Goal of the exercise:
Transcribe the listing below word for word.

Provided records:
■ ■ ■

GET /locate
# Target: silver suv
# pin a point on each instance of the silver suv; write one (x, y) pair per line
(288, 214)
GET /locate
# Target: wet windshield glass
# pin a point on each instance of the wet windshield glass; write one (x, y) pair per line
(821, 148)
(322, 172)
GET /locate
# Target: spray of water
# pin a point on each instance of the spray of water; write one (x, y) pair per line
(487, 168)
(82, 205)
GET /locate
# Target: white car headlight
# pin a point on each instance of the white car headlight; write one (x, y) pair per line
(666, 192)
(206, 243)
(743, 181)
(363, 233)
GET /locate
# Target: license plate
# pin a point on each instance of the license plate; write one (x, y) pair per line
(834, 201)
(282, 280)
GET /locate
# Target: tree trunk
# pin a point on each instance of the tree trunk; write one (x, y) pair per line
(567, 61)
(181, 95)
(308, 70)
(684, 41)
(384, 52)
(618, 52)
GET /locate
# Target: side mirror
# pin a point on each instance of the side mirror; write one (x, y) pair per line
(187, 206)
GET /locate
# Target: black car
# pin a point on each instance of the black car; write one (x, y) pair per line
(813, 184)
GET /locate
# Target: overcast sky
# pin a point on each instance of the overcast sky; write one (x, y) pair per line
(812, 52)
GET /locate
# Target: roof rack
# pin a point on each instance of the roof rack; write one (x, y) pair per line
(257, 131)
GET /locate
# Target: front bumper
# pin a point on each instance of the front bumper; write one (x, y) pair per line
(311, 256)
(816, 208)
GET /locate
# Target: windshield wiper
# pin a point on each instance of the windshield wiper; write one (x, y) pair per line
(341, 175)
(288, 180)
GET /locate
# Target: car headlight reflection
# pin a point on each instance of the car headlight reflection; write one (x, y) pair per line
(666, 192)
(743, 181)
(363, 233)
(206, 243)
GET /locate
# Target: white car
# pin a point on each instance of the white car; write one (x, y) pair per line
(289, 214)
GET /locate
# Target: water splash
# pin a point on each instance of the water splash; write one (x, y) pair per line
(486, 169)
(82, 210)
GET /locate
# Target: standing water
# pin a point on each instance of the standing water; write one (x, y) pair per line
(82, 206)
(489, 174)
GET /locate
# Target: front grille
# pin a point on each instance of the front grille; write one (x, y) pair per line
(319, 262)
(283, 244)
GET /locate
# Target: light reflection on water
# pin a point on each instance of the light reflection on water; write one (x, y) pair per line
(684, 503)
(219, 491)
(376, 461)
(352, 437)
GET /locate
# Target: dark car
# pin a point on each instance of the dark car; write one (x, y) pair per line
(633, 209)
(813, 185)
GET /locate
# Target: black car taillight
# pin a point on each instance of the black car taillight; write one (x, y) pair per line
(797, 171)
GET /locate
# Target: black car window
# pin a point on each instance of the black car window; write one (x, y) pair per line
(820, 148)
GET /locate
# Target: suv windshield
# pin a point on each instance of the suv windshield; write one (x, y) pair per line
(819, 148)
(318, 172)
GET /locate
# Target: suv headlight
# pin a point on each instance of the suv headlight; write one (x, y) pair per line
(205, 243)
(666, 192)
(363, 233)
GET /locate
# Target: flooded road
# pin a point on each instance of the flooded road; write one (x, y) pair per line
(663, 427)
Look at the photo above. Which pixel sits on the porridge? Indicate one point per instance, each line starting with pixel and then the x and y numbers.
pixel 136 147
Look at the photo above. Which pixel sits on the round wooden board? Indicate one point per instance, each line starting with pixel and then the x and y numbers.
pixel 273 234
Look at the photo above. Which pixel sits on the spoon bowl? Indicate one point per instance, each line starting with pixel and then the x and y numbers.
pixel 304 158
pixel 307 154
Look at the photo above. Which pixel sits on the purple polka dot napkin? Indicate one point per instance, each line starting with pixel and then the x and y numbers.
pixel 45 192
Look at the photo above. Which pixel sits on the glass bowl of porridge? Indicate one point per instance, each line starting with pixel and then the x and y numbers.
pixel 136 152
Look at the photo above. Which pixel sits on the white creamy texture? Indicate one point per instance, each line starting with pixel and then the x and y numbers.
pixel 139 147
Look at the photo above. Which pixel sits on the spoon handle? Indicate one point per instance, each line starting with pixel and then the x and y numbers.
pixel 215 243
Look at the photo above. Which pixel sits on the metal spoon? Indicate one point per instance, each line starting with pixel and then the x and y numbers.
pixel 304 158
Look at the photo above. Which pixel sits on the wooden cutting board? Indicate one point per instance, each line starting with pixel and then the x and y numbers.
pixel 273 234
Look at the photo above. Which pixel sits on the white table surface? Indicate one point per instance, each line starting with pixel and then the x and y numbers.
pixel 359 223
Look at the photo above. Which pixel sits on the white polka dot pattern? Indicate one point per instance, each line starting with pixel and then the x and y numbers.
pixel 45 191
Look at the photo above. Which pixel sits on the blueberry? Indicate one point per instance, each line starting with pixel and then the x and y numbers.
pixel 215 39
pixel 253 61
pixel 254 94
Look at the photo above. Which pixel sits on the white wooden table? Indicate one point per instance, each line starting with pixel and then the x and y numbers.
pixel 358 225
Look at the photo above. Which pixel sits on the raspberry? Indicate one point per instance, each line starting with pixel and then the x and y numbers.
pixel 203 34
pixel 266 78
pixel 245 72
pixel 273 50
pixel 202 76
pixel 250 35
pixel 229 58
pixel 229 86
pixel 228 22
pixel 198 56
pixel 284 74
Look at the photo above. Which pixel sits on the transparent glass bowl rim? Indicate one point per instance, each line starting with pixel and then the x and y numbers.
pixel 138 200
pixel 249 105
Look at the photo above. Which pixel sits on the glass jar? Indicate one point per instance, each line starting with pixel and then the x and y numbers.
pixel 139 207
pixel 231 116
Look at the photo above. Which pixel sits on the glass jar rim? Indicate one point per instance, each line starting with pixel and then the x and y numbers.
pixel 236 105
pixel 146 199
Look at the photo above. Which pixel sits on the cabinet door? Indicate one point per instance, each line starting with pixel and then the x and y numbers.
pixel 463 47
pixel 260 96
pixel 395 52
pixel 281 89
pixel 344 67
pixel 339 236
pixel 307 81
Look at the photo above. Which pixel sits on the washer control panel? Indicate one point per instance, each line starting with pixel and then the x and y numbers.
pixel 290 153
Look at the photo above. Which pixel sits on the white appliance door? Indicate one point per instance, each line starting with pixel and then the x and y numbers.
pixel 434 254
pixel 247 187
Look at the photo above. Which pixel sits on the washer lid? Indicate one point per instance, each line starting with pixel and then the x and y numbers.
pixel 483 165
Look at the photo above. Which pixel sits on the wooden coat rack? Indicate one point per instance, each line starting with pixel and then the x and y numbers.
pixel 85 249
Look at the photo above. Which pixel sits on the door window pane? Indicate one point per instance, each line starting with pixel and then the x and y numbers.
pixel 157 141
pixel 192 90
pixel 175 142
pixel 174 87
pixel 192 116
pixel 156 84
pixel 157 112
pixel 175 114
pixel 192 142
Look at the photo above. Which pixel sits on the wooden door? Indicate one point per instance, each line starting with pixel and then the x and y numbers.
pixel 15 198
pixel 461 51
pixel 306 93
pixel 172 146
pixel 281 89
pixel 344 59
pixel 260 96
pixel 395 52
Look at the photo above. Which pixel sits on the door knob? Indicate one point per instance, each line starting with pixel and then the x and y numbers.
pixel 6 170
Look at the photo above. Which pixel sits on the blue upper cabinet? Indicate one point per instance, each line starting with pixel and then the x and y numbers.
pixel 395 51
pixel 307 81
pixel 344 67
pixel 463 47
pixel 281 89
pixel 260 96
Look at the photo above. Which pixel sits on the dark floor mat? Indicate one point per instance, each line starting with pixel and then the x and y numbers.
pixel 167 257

■ ■ ■

Exercise response:
GET /locate
# Target: silver suv
# pin a point on each instance of the silver suv; write one (x, y) pair per line
(288, 214)
GET /locate
# Target: wet windshield glass
# pin a point on each instance of the wet windshield glass; write one (x, y) pair per line
(821, 148)
(322, 172)
GET /locate
# Target: spray of water
# pin a point on each instance of the spray of water; write one (x, y) pair per line
(487, 168)
(82, 205)
GET /locate
# Target: white car headlight
# pin a point on each instance of the white car headlight; write one (x, y) pair per line
(666, 192)
(206, 243)
(743, 181)
(363, 233)
GET /locate
# Target: license plate
# pin a point on each instance of the license plate; write one (x, y) pair per line
(834, 201)
(282, 280)
GET /locate
# Target: tree trunk
# pin a point on each instance of the tree trunk; write one (x, y) pair per line
(567, 61)
(181, 95)
(308, 70)
(684, 41)
(384, 52)
(618, 52)
GET /locate
# Target: side mirror
# pin a point on each instance of the side mirror; write one (x, y) pair per line
(187, 206)
GET /locate
# Target: black car
# pin a point on each instance of the black car; write one (x, y) pair per line
(813, 184)
GET /locate
# Target: overcast sky
# pin a point on each instance of the overcast sky; write one (x, y) pair per line
(812, 52)
GET /locate
# Target: roof rack
# pin a point on each instance of the roof rack; write one (x, y) pair per line
(257, 131)
GET /locate
# Target: front bumper
# pin a point on each instance of the front bumper; write one (x, y) pair per line
(311, 256)
(816, 208)
GET /locate
# Target: windshield wiper
# pin a point on each instance of the windshield wiper; write one (x, y) pair per line
(341, 175)
(288, 180)
GET /locate
# Target: car headlight reflection
# pin a point on each instance of the car headlight reflection; write one (x, y) pair per line
(666, 192)
(743, 181)
(363, 233)
(206, 243)
GET /locate
# Target: white car
# pin a point on each instance of the white car; write one (x, y) pair per line
(289, 214)
GET /locate
# Target: water splash
# pin a point on each instance of the water splash; write one (x, y) pair per line
(486, 169)
(82, 210)
GET /locate
# Target: standing water
# pin a point on each instance of the standing water; write one (x, y) pair per line
(82, 206)
(489, 174)
GET /locate
# Target: front grille
# pin a point on each instance of the front grille; write one (x, y) pair per line
(319, 262)
(283, 244)
GET /locate
# Target: light reflection on water
# pin a point on each instance of the light reflection on water; write one (x, y) pair per line
(684, 503)
(219, 491)
(376, 461)
(352, 437)
GET /locate
# Target: dark car
# pin a point on each instance of the dark car; write one (x, y) pair per line
(633, 209)
(813, 185)
GET /locate
# Target: black car taillight
# pin a point on each instance of the black car taillight; write one (x, y) pair per line
(797, 171)
GET /locate
# Target: black car window
# pin a point on each instance of the black car window; write one (x, y) pair per line
(820, 148)
GET /locate
# Target: suv windshield
# pin a point on each instance of the suv windshield; write one (x, y) pair per line
(819, 148)
(318, 172)
GET /locate
# Target: suv headlight
# pin a point on each instance of the suv headlight; write one (x, y) pair per line
(205, 243)
(666, 192)
(363, 233)
GET /locate
# Target: flooded road
# pin a point on each instance of the flooded road; write one (x, y) pair per line
(663, 427)
Look at the photo above. Which pixel sits on the porridge? Indicate one point per instance, each line starting with pixel and then the x and y numbers.
pixel 136 147
Look at the photo above. Which pixel sits on the round wooden board? Indicate one point per instance, each line starting with pixel and then the x and y numbers.
pixel 273 234
Look at the photo above. Which pixel sits on the spoon bowl? Indicate one point per instance, each line starting with pixel and then the x and y numbers.
pixel 304 158
pixel 307 154
Look at the photo above. Which pixel sits on the purple polka dot napkin? Indicate one point per instance, each line starting with pixel and then the x and y numbers.
pixel 45 192
Look at the photo above. Which pixel sits on the glass bowl of porridge? Indicate one point per instance, each line starting with pixel and then the x and y numbers.
pixel 136 152
Look at the photo above. Which pixel sits on the white creamy texture? Indicate one point per instance, each line starting with pixel and then the x and y numbers.
pixel 139 147
Look at the photo above. Which pixel sits on the spoon handle? Indicate one point per instance, each line starting with pixel and then the x and y numbers.
pixel 215 243
Look at the photo above. Which pixel sits on the metal spoon? Indicate one point per instance, each line starting with pixel and then the x and y numbers.
pixel 304 158
Look at the photo above. Which pixel sits on the wooden cutting board? Indicate one point per instance, each line starting with pixel and then the x and y numbers.
pixel 273 234
Look at the photo above. Which pixel sits on the white table surface? Indicate one point per instance, each line starting with pixel and then the x and y numbers.
pixel 359 223
Look at the photo above. Which pixel sits on the white polka dot pattern? Indicate one point per instance, each line starting with pixel and then the x and y numbers.
pixel 45 191
Look at the photo above. Which pixel sits on the blueberry? Indicate one point per instance, each line starting with pixel and then the x and y numbers.
pixel 215 39
pixel 253 61
pixel 254 94
Look at the photo above. Which pixel sits on the white wooden table? Indicate one point per instance, each line starting with pixel and then the x and y numbers.
pixel 358 225
Look at the photo above. Which pixel sits on the raspberry? Indicate one point per instance, each line starting with pixel and then the x and y numbers.
pixel 203 34
pixel 266 78
pixel 245 72
pixel 273 50
pixel 202 76
pixel 250 35
pixel 229 58
pixel 229 86
pixel 228 22
pixel 198 56
pixel 284 74
Look at the photo above. Which pixel sits on the transparent glass bowl rim? Indicate one point per instance, each line starting with pixel and then the x and y numbers.
pixel 138 200
pixel 249 105
Look at the photo above. Which pixel sits on the glass jar? Indicate one point per instance, each line starting with pixel and then the x and y numbers.
pixel 139 207
pixel 231 116
Look at the photo above. Which pixel sits on the glass jar rim? Indicate one point per instance, each line starting with pixel and then the x and y numbers.
pixel 236 105
pixel 146 199
Look at the photo above. Which pixel sits on the cabinet door? Indicate one point per instance, each line starting with pixel and then the x and y numbers.
pixel 463 47
pixel 260 96
pixel 395 52
pixel 281 89
pixel 344 67
pixel 339 236
pixel 307 81
Look at the photo above. Which pixel sits on the washer control panel? Indicate one point per instance, each line starting with pixel and then the x and y numbers.
pixel 290 153
Look at the photo above. Which pixel sits on the white appliance door? Indicate one point per instance, each line starting with pixel and then the x and y numbers.
pixel 434 254
pixel 247 187
Look at the photo above. Which pixel sits on the washer lid? Indicate one point per instance, each line starting with pixel and then the x and y numbers.
pixel 483 165
Look at the photo above. Which pixel sits on the wooden coat rack? Indicate one point per instance, each line starting with pixel and then the x and y numbers.
pixel 85 249
Look at the photo above. Which pixel sits on the door window pane? Indicate one point per instance, each line starting with pixel and then the x and y numbers.
pixel 157 141
pixel 192 90
pixel 175 142
pixel 174 87
pixel 192 116
pixel 156 84
pixel 157 112
pixel 175 114
pixel 192 142
Look at the photo above. Which pixel sits on the wooden door? Indicate one point per instance, each line starting with pixel and then the x and y numbers.
pixel 15 198
pixel 461 51
pixel 306 93
pixel 172 146
pixel 281 89
pixel 344 59
pixel 260 96
pixel 395 52
Look at the photo above. Which pixel sits on the door knob? Indicate one point per instance, each line starting with pixel and then the x and y numbers.
pixel 6 170
Look at the photo above. Which pixel sits on the blue upper cabinet? Indicate one point per instance, each line starting with pixel and then the x and y numbers.
pixel 395 51
pixel 307 81
pixel 344 67
pixel 463 47
pixel 281 89
pixel 260 96
Look at the photo above. Which pixel sits on the dark floor mat? Indicate one point per instance, each line starting with pixel and then the x and y numbers.
pixel 167 257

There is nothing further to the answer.